Para pejuang yang dipimpin oleh Soetopo BI, lanjutnya, juga sempat mengadakan operasi di tahun 1949 dengan tujuan melucuti senjata Algeemene Politie di kawasan Kerkopan. Namun aksi mereka terpergok oleh tentara Belanda sehingga terjadi duel. Tak ayal, Soetopo yang tidak siap menghadapi serangan, menjadi sasaran tembak dan gugur di tempat. Jenazahnya sehari kemudian baru dikebumikan oleh masyarakat setempat. Saya sendiri baru tahu kenapa jalan di Kerkopan itu bernama Sutopo. Usut punya usut ternyata jawabannya saya dapatkan hari ini berkat mas Meneer yang membawa juga buku sejarah tentang Perjuangan Tentara Pelajar di Magelang.

**
Perumahan Gladiool kini menjadi perumahan elit dengan deretan rumah-rumah mewah di sepanjang Jl. MT Haryono. Siapa sangka? Dahulunya tempat ini merupakan salah satu target penataan pemukiman pada era 1930-an oleh pemerintah Hindia Belanda. Program saat itu bernama penataan pemukiman Bayeman Barat. Pekerjaan tersebut dimulai dengan pengeringan rawa dan pemindahan makam Cina. Oleh Karsten, pemukiman tersebut dikonsep dengan pembagian cluster-cluster.

◆ Soal Tertulis a:
Jawablah pertanyaan berikut berdasarkan dokumen di atas.
(i) Pada tahun berapa para pejuang pimpinan Soetopo BI mengadakan operasi untuk melucuti senjata Algeemene Politie?
(ii) Kapan jenazah Soetopo dikebumikan oleh masyarakat setempat?
(iii) Apa nama program penataan pemukiman pada era 1930-an itu?

◆ Data Latihan:
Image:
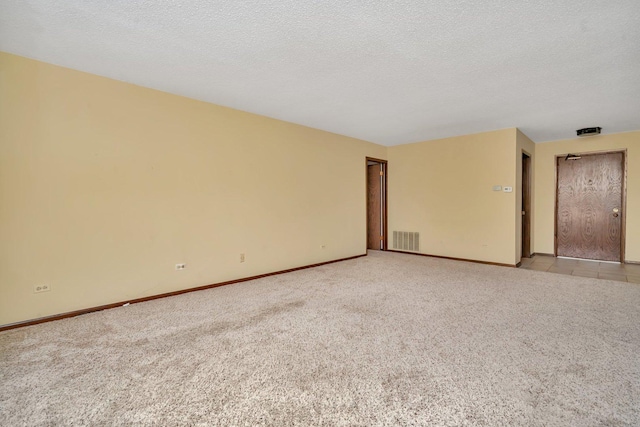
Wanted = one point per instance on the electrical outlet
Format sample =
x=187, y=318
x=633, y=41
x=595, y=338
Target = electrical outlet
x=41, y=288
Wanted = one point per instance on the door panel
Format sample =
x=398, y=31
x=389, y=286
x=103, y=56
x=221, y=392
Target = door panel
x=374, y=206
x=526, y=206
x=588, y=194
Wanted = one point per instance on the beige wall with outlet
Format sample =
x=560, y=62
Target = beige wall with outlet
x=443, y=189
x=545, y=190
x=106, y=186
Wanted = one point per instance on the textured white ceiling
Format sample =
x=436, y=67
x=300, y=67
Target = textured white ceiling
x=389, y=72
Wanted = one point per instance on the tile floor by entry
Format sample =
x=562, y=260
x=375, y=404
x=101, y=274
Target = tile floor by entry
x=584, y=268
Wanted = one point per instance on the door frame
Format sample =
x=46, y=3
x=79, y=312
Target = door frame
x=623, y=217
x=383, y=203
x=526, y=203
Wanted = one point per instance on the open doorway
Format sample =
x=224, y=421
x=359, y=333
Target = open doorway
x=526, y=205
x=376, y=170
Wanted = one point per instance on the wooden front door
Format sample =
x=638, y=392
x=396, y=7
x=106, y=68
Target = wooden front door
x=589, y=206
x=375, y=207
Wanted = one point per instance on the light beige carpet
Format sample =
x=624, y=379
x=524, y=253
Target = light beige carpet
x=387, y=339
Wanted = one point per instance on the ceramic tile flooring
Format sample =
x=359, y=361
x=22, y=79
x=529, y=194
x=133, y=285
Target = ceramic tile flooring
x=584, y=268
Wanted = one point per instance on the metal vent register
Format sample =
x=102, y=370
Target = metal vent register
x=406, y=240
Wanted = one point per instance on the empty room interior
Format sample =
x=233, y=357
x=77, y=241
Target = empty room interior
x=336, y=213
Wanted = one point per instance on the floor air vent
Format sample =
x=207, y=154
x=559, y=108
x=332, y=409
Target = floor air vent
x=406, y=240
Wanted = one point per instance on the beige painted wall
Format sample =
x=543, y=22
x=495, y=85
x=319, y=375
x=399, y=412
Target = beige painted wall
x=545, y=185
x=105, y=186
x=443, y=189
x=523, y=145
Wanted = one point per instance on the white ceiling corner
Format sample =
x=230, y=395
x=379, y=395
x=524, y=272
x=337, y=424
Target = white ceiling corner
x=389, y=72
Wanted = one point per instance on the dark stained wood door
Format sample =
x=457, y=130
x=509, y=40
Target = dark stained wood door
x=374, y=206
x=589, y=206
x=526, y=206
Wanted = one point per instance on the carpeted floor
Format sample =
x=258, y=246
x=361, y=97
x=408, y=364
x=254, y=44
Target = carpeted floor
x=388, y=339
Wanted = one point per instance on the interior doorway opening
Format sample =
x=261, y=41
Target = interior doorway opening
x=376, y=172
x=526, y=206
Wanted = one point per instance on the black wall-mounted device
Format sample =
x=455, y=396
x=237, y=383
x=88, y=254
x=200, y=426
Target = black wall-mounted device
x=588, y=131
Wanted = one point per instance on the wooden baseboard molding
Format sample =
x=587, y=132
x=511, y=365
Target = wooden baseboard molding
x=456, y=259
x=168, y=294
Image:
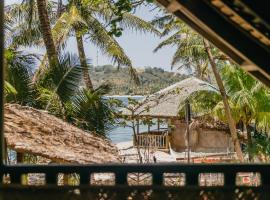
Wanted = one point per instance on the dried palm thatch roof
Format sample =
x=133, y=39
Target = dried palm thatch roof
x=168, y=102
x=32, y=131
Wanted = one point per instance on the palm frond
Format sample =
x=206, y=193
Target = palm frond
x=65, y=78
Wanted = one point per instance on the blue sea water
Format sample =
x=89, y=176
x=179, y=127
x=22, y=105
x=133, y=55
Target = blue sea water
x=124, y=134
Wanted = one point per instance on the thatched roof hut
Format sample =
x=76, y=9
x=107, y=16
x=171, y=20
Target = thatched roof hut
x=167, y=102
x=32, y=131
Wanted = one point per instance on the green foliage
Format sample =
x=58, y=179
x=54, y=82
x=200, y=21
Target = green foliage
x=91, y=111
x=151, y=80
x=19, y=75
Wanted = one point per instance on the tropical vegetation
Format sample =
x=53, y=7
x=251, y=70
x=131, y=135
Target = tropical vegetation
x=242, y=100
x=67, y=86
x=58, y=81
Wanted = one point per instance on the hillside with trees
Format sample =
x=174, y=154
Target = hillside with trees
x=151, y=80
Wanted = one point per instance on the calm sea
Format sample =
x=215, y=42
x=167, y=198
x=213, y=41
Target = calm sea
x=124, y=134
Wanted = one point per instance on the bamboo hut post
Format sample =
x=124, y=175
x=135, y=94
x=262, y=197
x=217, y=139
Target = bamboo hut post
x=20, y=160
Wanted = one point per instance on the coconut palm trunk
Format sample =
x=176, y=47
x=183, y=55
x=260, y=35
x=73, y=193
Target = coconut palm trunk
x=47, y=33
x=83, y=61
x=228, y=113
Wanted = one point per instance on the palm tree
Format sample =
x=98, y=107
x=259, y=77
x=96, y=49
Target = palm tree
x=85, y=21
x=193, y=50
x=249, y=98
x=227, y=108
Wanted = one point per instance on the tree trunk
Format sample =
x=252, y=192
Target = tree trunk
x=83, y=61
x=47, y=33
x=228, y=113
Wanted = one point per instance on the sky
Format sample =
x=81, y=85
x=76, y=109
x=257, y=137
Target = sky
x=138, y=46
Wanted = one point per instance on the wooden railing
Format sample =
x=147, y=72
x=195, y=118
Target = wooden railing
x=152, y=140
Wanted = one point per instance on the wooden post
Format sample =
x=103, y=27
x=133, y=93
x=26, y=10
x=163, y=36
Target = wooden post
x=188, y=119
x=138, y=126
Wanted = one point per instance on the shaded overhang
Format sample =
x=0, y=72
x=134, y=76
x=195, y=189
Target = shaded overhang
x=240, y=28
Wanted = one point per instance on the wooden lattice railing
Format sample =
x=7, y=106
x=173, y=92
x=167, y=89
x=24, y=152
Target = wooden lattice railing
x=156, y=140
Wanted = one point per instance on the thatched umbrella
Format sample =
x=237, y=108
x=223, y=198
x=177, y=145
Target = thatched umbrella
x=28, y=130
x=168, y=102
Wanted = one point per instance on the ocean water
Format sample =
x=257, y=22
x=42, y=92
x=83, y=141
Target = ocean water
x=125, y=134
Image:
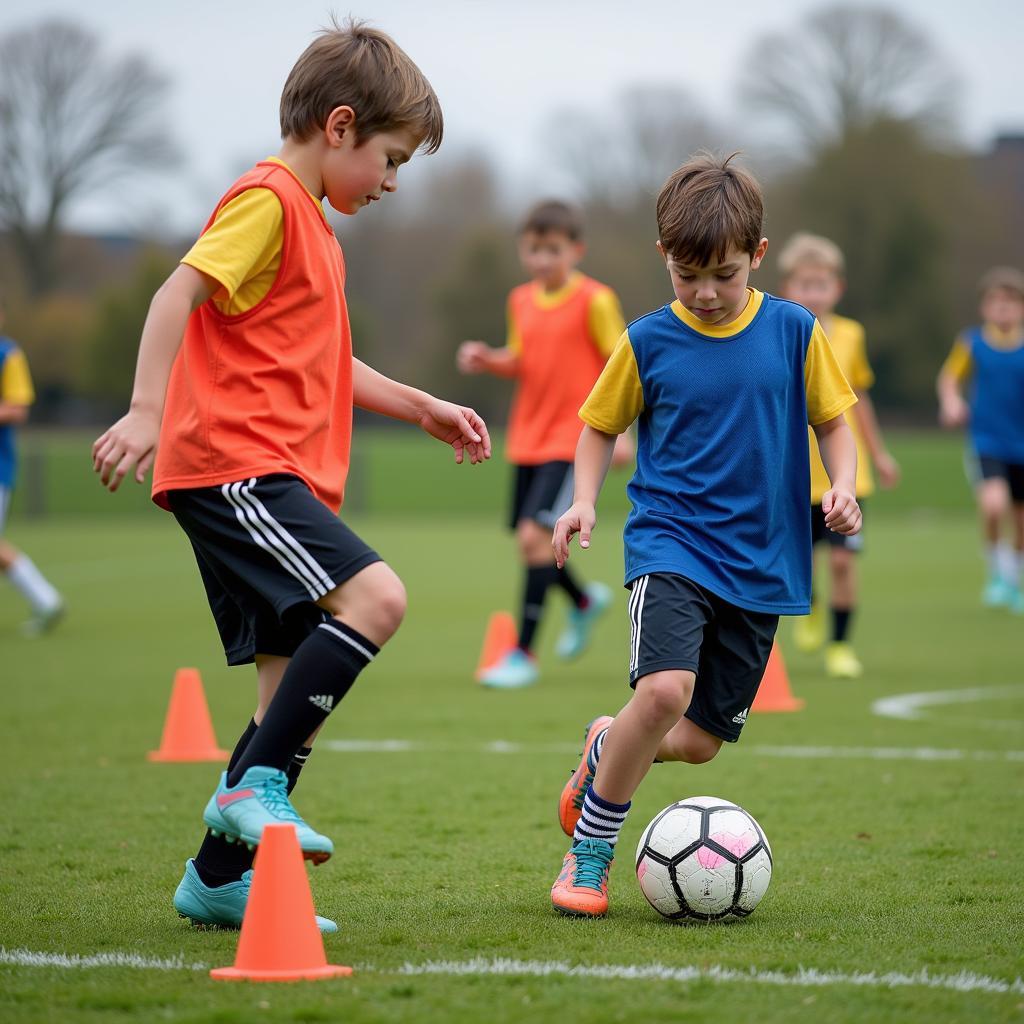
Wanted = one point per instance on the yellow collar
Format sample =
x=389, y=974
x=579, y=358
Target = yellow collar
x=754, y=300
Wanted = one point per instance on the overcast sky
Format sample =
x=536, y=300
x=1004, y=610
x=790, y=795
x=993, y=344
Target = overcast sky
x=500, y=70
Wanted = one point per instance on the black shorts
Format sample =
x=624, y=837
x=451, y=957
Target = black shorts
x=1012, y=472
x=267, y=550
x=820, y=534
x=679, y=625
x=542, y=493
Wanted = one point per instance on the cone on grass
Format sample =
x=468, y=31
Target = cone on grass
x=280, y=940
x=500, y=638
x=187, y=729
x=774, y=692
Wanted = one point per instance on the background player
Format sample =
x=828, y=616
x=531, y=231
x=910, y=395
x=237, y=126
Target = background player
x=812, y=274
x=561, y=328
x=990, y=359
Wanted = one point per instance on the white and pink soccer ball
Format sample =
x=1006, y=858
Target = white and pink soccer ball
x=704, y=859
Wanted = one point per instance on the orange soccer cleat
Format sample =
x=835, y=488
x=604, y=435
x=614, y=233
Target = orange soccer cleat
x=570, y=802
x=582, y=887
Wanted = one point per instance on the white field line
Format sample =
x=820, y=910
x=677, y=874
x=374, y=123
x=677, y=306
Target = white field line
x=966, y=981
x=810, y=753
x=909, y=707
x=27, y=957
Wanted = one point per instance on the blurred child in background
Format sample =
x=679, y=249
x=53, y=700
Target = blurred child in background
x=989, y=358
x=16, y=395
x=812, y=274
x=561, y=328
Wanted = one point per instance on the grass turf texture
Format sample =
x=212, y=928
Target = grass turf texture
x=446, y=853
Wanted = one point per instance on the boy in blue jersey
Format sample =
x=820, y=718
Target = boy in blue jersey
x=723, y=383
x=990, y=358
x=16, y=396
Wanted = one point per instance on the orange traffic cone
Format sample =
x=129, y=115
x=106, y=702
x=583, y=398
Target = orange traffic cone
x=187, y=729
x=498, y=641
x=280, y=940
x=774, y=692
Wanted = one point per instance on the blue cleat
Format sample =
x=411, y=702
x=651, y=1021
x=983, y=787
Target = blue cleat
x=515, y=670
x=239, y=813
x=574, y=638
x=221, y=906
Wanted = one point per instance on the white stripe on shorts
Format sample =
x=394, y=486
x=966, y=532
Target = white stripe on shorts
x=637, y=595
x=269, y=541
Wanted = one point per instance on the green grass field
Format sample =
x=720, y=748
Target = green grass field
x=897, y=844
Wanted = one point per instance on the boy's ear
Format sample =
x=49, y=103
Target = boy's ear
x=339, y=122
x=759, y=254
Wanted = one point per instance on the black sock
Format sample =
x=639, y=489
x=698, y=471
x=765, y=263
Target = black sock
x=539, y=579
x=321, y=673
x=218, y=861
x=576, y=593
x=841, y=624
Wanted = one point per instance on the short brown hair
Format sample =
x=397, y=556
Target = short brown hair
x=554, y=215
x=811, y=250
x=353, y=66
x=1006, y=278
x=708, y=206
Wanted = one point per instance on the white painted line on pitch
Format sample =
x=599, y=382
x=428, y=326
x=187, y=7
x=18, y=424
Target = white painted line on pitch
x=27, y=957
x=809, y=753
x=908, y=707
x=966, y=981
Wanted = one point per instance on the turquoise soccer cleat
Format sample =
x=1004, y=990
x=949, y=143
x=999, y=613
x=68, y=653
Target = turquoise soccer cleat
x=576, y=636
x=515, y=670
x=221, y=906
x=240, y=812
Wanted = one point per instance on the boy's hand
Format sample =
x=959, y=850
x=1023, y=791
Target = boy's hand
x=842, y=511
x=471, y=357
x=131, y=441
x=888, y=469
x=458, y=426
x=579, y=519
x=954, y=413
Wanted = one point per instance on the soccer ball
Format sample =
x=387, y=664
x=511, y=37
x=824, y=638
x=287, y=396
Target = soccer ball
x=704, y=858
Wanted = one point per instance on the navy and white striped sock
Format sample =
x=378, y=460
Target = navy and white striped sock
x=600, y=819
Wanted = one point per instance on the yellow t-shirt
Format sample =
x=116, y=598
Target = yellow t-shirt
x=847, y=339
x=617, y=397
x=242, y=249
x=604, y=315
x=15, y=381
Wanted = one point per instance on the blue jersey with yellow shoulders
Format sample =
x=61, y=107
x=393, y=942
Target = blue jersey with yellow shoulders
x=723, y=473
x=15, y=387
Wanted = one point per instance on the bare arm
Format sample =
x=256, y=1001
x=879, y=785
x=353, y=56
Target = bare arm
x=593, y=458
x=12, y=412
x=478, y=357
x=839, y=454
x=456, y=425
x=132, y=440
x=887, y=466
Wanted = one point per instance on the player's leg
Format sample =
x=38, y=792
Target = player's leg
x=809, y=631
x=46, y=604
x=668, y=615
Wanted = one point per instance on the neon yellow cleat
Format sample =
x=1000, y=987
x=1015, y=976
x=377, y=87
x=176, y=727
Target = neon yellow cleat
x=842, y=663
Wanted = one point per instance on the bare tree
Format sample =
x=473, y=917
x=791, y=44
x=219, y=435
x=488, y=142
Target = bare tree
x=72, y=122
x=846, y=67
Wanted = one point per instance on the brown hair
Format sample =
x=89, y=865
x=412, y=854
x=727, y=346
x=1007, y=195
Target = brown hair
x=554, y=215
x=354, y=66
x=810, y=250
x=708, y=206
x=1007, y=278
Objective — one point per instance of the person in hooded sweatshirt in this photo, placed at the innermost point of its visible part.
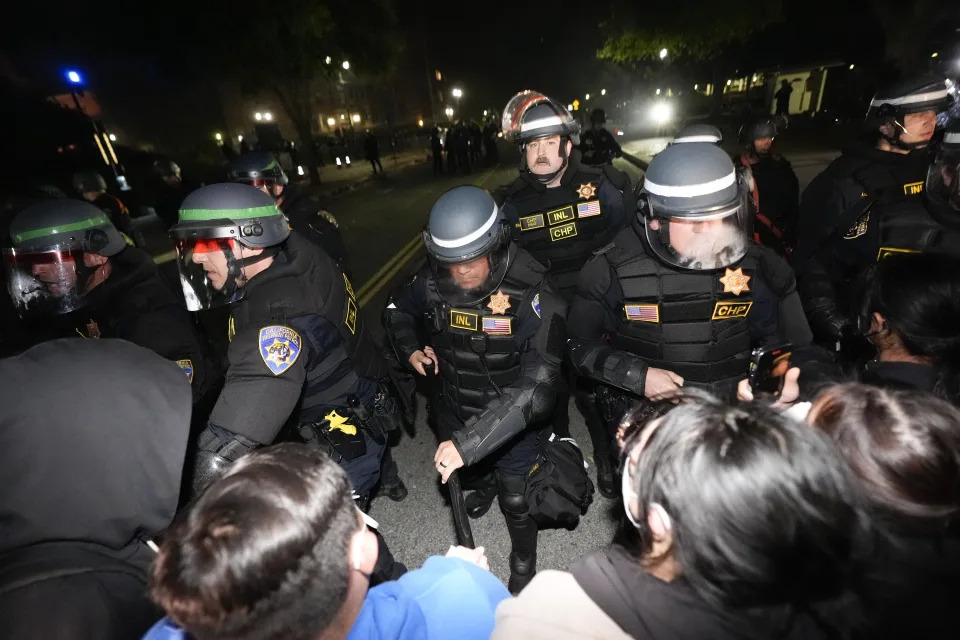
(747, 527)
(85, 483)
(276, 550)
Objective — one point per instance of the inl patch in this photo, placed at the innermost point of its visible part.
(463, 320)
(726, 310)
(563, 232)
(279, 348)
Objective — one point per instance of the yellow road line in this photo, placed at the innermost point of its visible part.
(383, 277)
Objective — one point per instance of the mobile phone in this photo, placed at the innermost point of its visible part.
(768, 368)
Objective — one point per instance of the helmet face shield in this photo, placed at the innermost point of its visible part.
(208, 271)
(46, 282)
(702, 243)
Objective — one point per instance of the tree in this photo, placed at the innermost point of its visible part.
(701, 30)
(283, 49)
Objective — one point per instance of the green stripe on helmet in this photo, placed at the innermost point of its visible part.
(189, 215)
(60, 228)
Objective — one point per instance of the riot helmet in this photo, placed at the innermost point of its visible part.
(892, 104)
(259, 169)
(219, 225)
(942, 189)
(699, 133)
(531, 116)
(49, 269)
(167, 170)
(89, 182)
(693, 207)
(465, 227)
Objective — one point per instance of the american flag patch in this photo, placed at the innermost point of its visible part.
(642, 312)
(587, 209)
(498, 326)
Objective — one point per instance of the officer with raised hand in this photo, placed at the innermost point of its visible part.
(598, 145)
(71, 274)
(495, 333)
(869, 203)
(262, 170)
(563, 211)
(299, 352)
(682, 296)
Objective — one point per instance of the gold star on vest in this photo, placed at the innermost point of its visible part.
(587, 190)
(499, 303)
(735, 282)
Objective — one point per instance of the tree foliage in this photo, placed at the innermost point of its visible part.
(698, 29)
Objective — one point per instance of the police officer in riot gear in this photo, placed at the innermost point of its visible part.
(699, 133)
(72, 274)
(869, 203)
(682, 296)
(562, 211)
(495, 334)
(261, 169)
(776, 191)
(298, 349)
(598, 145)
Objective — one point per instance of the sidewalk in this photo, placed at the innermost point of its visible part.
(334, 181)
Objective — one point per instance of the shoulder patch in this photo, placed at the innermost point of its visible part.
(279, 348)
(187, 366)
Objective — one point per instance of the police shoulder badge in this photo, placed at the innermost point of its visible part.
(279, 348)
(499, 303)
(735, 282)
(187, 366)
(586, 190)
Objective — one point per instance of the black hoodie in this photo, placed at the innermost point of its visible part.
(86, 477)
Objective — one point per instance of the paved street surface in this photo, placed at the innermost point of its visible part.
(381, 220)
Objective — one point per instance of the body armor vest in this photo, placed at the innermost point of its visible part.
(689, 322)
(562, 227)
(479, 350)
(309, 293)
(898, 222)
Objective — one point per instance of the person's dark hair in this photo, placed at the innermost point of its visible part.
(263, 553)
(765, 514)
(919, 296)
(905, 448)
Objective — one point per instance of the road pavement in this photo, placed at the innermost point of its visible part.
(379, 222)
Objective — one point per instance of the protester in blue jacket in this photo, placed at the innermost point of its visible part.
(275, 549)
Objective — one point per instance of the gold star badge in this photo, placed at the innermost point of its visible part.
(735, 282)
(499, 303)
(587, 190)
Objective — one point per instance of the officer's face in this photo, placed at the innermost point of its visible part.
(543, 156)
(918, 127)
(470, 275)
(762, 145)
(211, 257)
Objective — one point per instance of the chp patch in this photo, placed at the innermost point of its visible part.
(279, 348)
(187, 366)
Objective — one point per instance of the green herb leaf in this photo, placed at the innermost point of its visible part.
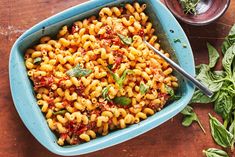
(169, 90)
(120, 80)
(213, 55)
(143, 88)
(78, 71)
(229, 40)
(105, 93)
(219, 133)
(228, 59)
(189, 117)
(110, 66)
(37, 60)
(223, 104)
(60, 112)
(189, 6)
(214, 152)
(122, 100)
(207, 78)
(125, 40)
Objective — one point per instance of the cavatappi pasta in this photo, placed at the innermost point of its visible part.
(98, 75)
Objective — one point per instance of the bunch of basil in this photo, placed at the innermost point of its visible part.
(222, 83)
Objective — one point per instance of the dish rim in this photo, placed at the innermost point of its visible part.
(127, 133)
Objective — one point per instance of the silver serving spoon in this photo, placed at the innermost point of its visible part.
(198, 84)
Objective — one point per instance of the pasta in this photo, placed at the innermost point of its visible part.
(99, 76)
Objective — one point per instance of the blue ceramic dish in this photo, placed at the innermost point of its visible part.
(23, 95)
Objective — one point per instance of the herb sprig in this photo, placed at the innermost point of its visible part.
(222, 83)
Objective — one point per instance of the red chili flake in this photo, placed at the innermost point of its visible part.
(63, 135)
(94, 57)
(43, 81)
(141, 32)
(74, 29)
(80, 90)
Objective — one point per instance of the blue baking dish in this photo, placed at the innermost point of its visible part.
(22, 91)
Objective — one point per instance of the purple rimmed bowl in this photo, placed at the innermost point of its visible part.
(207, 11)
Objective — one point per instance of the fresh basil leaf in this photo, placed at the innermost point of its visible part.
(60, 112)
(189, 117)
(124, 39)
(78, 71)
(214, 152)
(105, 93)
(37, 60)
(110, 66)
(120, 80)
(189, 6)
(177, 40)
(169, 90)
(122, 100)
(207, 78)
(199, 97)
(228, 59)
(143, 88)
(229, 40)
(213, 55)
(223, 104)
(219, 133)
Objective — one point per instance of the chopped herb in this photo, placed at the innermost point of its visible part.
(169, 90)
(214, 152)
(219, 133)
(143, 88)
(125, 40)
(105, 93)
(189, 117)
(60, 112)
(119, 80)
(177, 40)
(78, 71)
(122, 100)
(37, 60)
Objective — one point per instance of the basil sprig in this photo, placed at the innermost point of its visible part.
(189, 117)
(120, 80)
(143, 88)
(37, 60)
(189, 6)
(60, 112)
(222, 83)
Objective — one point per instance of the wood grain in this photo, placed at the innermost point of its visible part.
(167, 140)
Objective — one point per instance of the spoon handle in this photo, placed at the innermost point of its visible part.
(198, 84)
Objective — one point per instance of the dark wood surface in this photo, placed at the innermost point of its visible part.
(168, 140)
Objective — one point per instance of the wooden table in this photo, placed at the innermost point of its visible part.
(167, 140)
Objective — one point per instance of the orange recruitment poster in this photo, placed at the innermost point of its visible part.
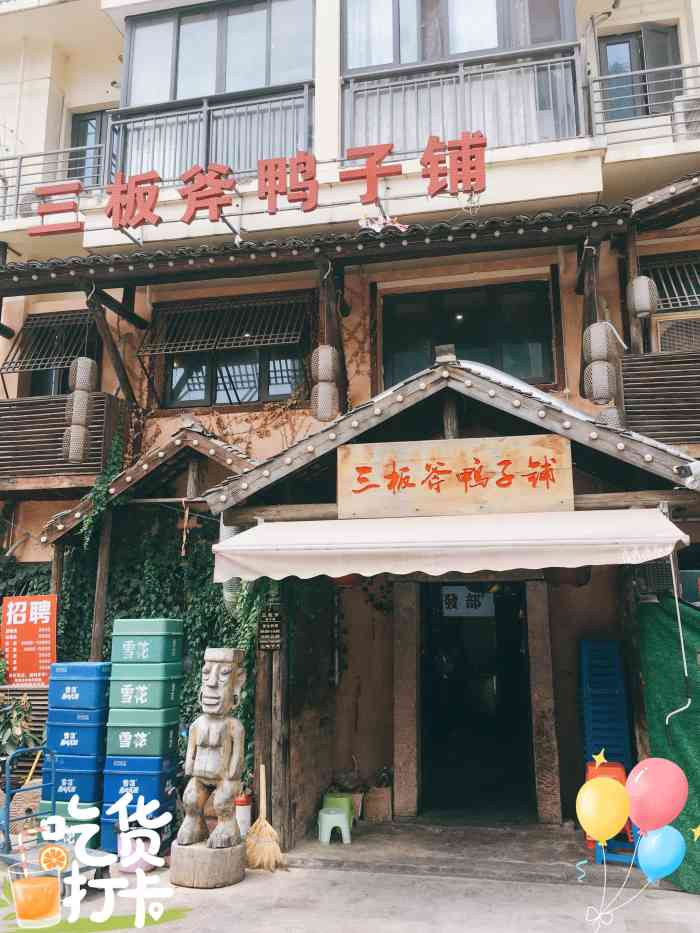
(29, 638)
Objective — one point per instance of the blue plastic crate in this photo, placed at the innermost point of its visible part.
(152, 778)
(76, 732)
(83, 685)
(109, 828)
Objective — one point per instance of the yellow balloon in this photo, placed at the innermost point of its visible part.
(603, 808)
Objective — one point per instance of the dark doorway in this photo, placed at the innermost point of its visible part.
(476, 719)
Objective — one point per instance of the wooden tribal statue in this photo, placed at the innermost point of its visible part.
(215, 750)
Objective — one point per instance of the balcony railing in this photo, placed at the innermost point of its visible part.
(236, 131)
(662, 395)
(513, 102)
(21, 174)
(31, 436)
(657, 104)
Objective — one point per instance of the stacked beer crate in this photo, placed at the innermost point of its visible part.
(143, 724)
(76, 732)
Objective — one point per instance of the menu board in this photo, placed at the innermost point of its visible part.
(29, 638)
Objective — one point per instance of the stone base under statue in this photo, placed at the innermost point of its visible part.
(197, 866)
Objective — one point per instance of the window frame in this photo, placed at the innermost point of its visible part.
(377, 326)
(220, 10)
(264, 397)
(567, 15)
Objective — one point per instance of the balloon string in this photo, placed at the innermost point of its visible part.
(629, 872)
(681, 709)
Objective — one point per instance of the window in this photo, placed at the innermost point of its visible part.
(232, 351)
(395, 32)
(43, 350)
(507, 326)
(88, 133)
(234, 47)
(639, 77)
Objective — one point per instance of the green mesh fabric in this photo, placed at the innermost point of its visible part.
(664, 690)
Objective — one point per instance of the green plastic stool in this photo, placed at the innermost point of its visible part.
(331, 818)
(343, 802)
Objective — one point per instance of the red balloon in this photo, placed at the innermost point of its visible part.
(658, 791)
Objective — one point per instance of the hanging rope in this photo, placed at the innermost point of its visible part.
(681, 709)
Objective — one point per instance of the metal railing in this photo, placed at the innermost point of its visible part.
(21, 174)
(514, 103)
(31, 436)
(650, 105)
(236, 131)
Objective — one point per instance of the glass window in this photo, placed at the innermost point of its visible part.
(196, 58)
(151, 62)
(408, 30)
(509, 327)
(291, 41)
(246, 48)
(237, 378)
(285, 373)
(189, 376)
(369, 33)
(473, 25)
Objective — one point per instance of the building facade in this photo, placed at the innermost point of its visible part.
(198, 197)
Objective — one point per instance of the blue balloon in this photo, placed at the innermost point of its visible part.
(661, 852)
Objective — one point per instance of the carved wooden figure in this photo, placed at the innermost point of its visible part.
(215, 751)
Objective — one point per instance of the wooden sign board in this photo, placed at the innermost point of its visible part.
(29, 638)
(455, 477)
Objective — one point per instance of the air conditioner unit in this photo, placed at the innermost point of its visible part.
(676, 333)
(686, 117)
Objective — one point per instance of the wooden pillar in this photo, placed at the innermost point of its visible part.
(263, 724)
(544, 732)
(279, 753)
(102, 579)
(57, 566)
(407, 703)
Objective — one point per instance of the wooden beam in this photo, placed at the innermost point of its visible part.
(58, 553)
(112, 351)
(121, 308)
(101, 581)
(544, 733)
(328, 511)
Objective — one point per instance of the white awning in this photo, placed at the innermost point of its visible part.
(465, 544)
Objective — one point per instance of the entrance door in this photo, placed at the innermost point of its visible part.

◆ Soal Tertulis b: Tulis ulang baris-baris data latihan, dari baris yang memuat "Wanted = one point per instance on the wooden lattice" sampai dengan baris yang memuat "x=500, y=70", kedua baris itu ikut, beserta permintaannya, dan tanpa gambar. Kalikan setiap koordinat jawaban dengan 1,75 lalu bulatkan ke bilangan bulat, dengan nilai setengah dibulatkan ke atas; angka pada contoh format tidak diubah.

◆ Penyelesaian a:
(i) Tahun 1949.
(ii) Sehari kemudian.
(iii) Penataan pemukiman Bayeman Barat.

◆ Penyelesaian b:
Wanted = one point per instance on the wooden lattice railing
Format sample =
x=7, y=106
x=173, y=92
x=167, y=89
x=24, y=152
Target = wooden lattice railing
x=273, y=245
Wanted = one point per instance on the thatched umbrella
Format sample =
x=237, y=108
x=223, y=198
x=177, y=145
Target = thatched umbrella
x=49, y=228
x=294, y=179
Wanted = one point per instance on the ocean water
Format sample =
x=257, y=22
x=42, y=92
x=83, y=141
Target = ocean water
x=219, y=235
Image:
Wanted = one point per instance on the yellow collar
Format sample =
x=389, y=974
x=579, y=358
Target = yellow collar
x=1320, y=525
Wanted = one point per instance on the overcast sky
Format sample =
x=536, y=300
x=1004, y=610
x=790, y=795
x=993, y=344
Target = overcast sky
x=875, y=123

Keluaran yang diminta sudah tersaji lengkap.